═════ GIVEN ENTRIES
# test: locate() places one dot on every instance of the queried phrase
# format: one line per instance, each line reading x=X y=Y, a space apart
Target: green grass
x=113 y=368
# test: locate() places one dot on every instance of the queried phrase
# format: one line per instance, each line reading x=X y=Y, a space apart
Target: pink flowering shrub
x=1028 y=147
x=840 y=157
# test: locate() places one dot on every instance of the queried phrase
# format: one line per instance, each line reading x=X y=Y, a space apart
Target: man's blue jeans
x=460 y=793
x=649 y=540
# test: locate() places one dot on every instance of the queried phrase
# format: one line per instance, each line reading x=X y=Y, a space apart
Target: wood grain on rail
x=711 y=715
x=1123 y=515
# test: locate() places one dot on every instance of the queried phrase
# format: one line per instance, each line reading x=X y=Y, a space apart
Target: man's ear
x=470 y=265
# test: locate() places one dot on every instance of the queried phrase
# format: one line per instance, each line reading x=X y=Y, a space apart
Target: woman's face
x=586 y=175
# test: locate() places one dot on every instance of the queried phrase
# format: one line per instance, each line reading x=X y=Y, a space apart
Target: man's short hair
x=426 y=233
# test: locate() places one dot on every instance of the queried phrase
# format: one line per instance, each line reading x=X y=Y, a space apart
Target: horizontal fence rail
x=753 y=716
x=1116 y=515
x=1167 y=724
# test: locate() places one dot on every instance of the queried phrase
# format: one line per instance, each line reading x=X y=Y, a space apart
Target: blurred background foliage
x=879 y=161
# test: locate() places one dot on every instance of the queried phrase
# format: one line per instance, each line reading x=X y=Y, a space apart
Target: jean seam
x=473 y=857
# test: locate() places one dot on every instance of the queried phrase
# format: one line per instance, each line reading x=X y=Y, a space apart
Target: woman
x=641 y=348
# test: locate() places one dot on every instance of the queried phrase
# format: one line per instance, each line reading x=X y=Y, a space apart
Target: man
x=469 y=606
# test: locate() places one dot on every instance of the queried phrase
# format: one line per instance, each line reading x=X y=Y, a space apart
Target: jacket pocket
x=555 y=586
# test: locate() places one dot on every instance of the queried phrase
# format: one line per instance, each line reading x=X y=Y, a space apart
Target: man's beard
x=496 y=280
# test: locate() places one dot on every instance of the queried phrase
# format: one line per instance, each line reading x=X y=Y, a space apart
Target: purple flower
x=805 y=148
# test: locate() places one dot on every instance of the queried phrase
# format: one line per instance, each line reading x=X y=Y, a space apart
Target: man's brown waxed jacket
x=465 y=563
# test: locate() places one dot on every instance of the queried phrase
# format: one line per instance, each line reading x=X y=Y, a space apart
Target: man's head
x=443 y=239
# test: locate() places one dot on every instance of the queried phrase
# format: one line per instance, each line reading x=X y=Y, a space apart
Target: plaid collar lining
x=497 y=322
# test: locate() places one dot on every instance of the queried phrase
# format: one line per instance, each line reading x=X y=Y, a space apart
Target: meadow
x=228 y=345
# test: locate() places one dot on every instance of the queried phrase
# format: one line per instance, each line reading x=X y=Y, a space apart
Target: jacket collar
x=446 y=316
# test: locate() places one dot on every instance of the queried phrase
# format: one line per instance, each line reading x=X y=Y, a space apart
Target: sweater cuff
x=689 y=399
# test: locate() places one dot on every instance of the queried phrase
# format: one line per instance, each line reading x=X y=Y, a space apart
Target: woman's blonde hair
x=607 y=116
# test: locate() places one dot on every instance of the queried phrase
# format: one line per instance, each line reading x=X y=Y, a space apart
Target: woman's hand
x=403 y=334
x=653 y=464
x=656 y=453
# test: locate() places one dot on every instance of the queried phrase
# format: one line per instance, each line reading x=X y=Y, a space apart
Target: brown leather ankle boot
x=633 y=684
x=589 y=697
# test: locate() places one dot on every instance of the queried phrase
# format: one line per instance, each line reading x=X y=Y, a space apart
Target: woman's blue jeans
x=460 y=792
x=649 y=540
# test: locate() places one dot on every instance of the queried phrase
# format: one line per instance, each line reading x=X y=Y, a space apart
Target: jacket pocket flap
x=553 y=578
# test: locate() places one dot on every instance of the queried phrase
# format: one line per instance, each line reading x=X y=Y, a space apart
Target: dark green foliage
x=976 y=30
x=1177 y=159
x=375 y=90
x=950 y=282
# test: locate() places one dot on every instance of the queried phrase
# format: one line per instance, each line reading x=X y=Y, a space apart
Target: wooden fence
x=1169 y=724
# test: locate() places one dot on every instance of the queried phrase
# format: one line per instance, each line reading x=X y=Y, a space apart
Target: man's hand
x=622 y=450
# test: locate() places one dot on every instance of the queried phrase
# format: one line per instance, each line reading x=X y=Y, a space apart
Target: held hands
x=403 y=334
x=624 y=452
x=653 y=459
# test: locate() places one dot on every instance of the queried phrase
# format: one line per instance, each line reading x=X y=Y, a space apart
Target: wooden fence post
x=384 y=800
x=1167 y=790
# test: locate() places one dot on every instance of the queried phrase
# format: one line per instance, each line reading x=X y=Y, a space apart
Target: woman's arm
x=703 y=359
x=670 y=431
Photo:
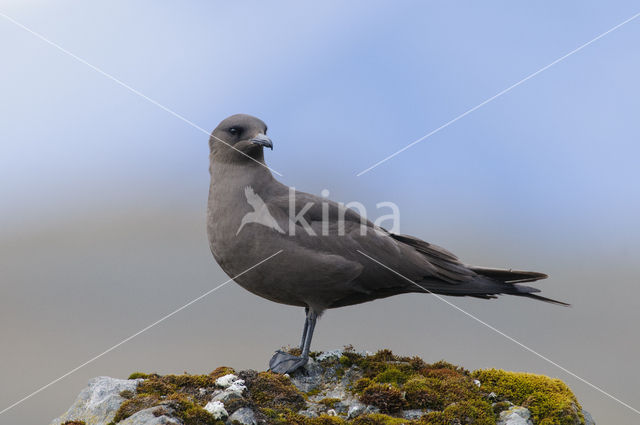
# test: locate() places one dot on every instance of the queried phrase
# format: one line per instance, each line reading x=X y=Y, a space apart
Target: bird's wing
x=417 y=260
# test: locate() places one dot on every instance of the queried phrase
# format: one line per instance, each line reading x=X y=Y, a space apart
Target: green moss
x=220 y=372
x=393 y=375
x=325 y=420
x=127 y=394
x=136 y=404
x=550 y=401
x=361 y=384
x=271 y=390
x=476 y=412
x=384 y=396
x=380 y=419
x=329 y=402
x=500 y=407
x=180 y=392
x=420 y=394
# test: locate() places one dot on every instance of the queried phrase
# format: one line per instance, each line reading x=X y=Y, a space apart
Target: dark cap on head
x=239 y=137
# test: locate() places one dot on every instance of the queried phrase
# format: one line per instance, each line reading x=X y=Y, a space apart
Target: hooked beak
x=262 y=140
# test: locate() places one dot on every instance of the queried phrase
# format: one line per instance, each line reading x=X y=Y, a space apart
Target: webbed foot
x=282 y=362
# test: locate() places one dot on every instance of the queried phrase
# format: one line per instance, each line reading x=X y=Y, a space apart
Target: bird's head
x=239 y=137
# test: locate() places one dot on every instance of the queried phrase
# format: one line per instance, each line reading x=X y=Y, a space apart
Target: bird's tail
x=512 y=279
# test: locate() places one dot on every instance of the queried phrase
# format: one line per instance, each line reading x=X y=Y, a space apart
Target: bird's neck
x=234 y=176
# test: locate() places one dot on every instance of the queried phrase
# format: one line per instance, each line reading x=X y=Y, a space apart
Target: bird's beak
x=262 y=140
══════════
## WHAT IS REQUIRED
Everything in the records above except the pictures is to be reproduced word for word.

## SOLUTION
# test: locate() places one dot on every instance of the queried phrase
# format: one line per instance, each line reading x=X y=Y, a space apart
Target: green grass
x=113 y=368
# test: locate() places one dot on every instance of the queried phrase
# format: one line per instance, each line reading x=X y=Y, a space apart
Target: pink flowering shrub
x=1028 y=147
x=840 y=157
# test: locate() places one dot on every instance of the queried phrase
# format: one line per instance, each line reading x=X y=Y, a space apart
Target: man's blue jeans
x=460 y=793
x=649 y=540
# test: locate() places one dot on every instance of the queried phrase
# format: one line per instance, each line reading x=X y=Y, a space apart
Target: wood grain on rail
x=711 y=715
x=1123 y=515
# test: locate() places one dot on every instance of the queried phrase
# format: one line per instance, each line reading x=X y=Y, a space apart
Target: man's ear
x=470 y=265
# test: locate() places one dot on every instance of the queried phrase
# format: one line per instance, each line reading x=X y=Y, a space apart
Target: woman's face
x=586 y=175
# test: locate() places one dot on every instance of the queried phrase
# format: one line per instance, each line reading x=X y=Y, a space apart
Target: man's short hair
x=426 y=233
# test: locate() places one dot on every instance of the queried phrase
# format: one line per instance, each line reading x=X y=Y, a space apart
Target: horizontal fence rail
x=753 y=716
x=1116 y=515
x=1167 y=724
# test: locate() places one dot on every instance of the queried phrase
# format: one line per instance, each line reading x=X y=Y, a space apart
Target: blurred background foliage
x=879 y=161
# test: locate() places one dot on every instance of the queried phrase
# format: one line per instance, each line reading x=X y=Y, a space apart
Target: jean seam
x=473 y=857
# test: locate() places one dot on every instance of the queried phrase
# format: one line per instance, each line reading x=X y=Y, a space apart
Target: woman
x=641 y=348
# test: locate() places one dot on every instance of the queried phrase
# format: one line per instance, each line reading x=X y=Y, a space apart
Target: man
x=469 y=606
# test: locate() places one dot on every instance of the queried phrase
# format: one line per instance, each line reading x=X y=Y, a space apart
Target: jacket pocket
x=555 y=586
# test: locate() places one dot on every instance of the queried phrase
# format: one line per instance, each line reading x=X y=Y, a space apart
Target: man's beard
x=496 y=280
# test: locate() places one dot on every instance of the queried phrase
# format: one line per instance, each line reading x=X y=Y, a space apart
Target: purple flower
x=805 y=148
# test: locate() places one dot on every instance of the queried phrase
# format: one line per instance, each line reading x=X y=Y, a space apart
Target: man's brown waxed jacket
x=465 y=563
# test: locate() places one dot on every instance of the queried phrase
# format: one line per instance, each line reading x=X y=Y, a space apart
Target: man's head
x=443 y=239
# test: locate() places one dot on every instance of the queried phrase
# format: one line per instance, each line reading x=X y=Y, a space apart
Target: plaid collar lining
x=497 y=322
# test: locate() places one dot on every instance of the queried phrase
# format: one line per instance, each line reading x=X y=Y, a space apart
Target: meadow
x=228 y=345
# test: locate() places one dot on every instance of the queried phrase
# format: one line per instance, each line reading x=X y=Y, a space apart
Target: jacket collar
x=446 y=316
# test: locate() places one dot on every instance of the queried phrase
# format: one line per instance, each line reading x=X y=Y, a space apart
Target: sweater cuff
x=689 y=399
# test: locate() places one dot on every instance of the queried phrase
# format: one line per instance, each line reading x=X y=Y, a space apart
Target: woman's blonde hair
x=607 y=116
# test: locate() places one dot on every instance of the queried phrase
# format: one line per instance, each line reading x=X y=Y, a space apart
Target: woman's hand
x=403 y=334
x=653 y=464
x=656 y=453
# test: locate() places one dot on every instance of the queried phrase
# format: one line per instance, each line reading x=X y=Y, a space apart
Target: brown leather ankle boot
x=633 y=684
x=589 y=697
# test: locate() places one dot on every instance of the queried phrase
# format: one line per instance, each line reading x=X y=Y, a space apart
Target: woman's blue jeans
x=460 y=792
x=649 y=540
# test: locate() places one dot on every instance of the queried phrase
# format: one line per instance, each line reading x=X y=Y, a space apart
Target: jacket pocket flap
x=553 y=578
# test: locate() places one dot on every instance of the queried phrase
# format: one line per instance, each line reading x=X y=Y, a space apart
Target: dark green foliage
x=976 y=30
x=1177 y=159
x=375 y=90
x=950 y=282
# test: locate() places one dot on every instance of the queried phrase
# format: one line per instance, each line reading x=X y=Y, a space apart
Target: wooden fence
x=1169 y=724
# test: locate() places one dot on every instance of the queried phrase
# format: one line per instance, each line reading x=X y=Y, a space apart
Target: man's hand
x=622 y=450
# test: locate() places one dot on every instance of the queried phrase
# format: one line per instance, each line reading x=X y=Y, a space apart
Target: held hands
x=403 y=334
x=624 y=452
x=653 y=459
# test: locate() places one dot on every instance of the queried phrase
# format: one line per instance, each line reading x=X y=Y, a space apart
Target: wooden fence post
x=384 y=800
x=1167 y=790
# test: locate() places one dot on every instance of the queried phrase
# format: one line per instance, each line reading x=X y=Y, a space apart
Target: woman's arm
x=703 y=359
x=670 y=431
Photo:
# test: locate() places one dot on every instance of the queried phrase
# format: one line per instance, each line reading x=X y=Y, a space apart
Target: bird's wing
x=417 y=260
# test: locate() places one dot on every instance of the queried phrase
# format: one line per instance, each line reading x=X y=Y, a space apart
Target: green moss
x=220 y=372
x=393 y=375
x=325 y=420
x=127 y=394
x=136 y=404
x=550 y=401
x=361 y=384
x=271 y=390
x=476 y=412
x=384 y=396
x=380 y=419
x=329 y=402
x=500 y=407
x=180 y=392
x=420 y=394
# test: locate() places one dot on every instance of the queried phrase
# format: one line per instance, each line reading x=X y=Y, a space apart
Target: dark cap on head
x=239 y=137
# test: locate() places one dot on every instance of the queried phrase
# format: one line per instance, each line reading x=X y=Y, a space apart
Target: hooked beak
x=262 y=140
# test: locate() places one dot on every instance of the queried phrase
# format: one line per instance, each line reading x=X y=Y, a space apart
Target: webbed foot
x=282 y=362
# test: locate() places one dot on every instance of the queried phrase
# format: one line per instance, each line reading x=X y=Y, a space apart
Target: bird's head
x=239 y=137
# test: locate() places one dot on every instance of the queried phrase
# format: one line per instance, each line reading x=X y=Y, a space apart
Target: bird's tail
x=512 y=279
# test: locate() places one dot on every instance of the queried phrase
# format: one line per instance, each line reading x=X y=Y, a space apart
Target: bird's neck
x=234 y=176
# test: locate() places one dot on every instance of the queried phrase
# format: one line per instance, each line reading x=X y=Y, a space apart
Target: bird's beak
x=262 y=140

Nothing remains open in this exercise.